Rewrite the passage on CSV format options from "- FIELD_OPTIONALLY_ENCLOSED_BY：specifies the" to "value is UTF8MB4.", swapping "FIELD_OPTIONALLY_ENCLOSED_BY" for "FIELD_ENCLOSED_BY".

>> BEGIN PASSAGE SHOWN

TYPE = 'CSV'：specifies the format of the external file as CSV. It also includes the following fields:
- LINE_DELIMITER：specifies the line delimiter for the CSV file. The default value is LINE_DELIMITER='\n'.
- FIELD_DELIMITER：specifies the field delimiter for the CSV file. The default value is FIELD_DELIMITER='\t'.
- ESCAPE：specifies the escape character for the CSV file, which must be one byte. The default value is ESCAPE ='\'.
- FIELD_OPTIONALLY_ENCLOSED_BY：specifies the character used to enclose field values in the CSV file. The default value is empty.
  
  Notice
  
  If the external table data file contains NULL values (not the string NULL, i.e., not "NULL"), you must explicitly configure the FIELD_OPTIONALLY_ENCLOSED_BY parameter, and the value of this parameter cannot be empty.
- ENCODING：specifies the character set encoding format of the file. For information about all character sets supported in MySQL mode, see Character sets. If this option is not specified, the default value is UTF8MB4.
- NULL_IF：specifies the string to be treated as NULL. The default value is empty.

>> END PASSAGE SHOWN
>> BEGIN DATA LINES

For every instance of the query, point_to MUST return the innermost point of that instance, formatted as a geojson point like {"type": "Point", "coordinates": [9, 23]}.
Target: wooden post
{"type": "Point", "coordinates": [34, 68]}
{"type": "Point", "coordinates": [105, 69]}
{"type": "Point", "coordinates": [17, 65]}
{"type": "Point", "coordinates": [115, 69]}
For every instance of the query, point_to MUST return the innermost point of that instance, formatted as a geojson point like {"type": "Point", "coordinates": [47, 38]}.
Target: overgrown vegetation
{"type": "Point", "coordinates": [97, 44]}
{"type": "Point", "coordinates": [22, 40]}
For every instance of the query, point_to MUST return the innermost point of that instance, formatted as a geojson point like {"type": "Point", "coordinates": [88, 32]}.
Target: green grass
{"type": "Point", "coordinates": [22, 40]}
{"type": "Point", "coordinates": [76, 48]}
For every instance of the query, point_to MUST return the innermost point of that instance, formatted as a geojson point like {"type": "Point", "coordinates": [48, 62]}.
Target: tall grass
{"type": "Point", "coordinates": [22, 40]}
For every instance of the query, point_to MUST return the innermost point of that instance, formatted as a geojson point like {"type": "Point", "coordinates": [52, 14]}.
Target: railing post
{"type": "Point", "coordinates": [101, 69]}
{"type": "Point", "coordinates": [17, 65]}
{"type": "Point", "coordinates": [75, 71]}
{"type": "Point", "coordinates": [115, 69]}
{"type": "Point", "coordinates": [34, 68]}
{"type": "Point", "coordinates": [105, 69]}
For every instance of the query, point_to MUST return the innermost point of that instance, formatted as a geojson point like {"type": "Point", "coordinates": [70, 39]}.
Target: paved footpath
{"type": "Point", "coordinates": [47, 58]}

>> END DATA LINES
>> BEGIN DATA LINES

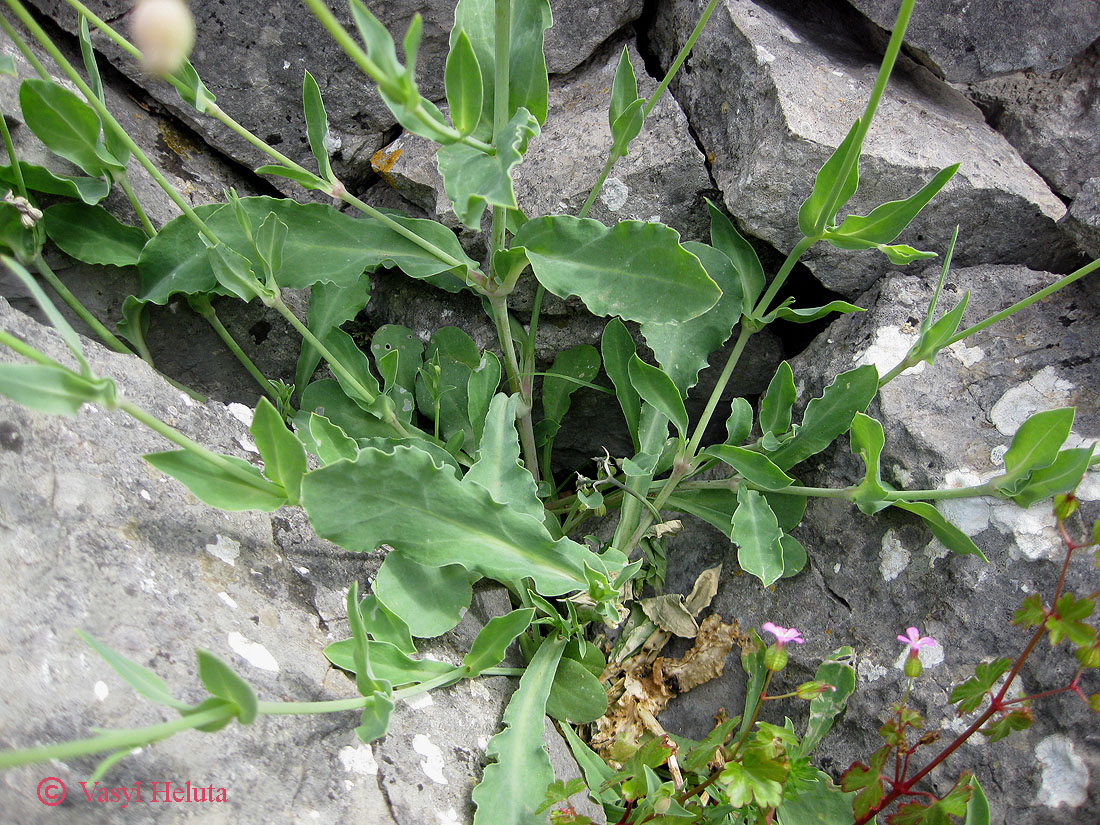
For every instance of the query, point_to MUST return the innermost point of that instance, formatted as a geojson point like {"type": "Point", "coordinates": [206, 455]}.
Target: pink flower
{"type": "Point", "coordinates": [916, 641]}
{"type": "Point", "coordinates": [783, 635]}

>> END DATA LINES

■ **TASK ANSWER**:
- FIELD_ENCLOSED_BY：specifies the character used to enclose field values in the CSV file. The default value is empty.
  
  Notice
  
  If the external table data file contains NULL values (not the string NULL, i.e., not "NULL"), you must explicitly configure the FIELD_ENCLOSED_BY parameter, and the value of this parameter cannot be empty.
- ENCODING：specifies the character set encoding format of the file. For information about all character sets supported in MySQL mode, see Character sets. If this option is not specified, the default value is UTF8MB4.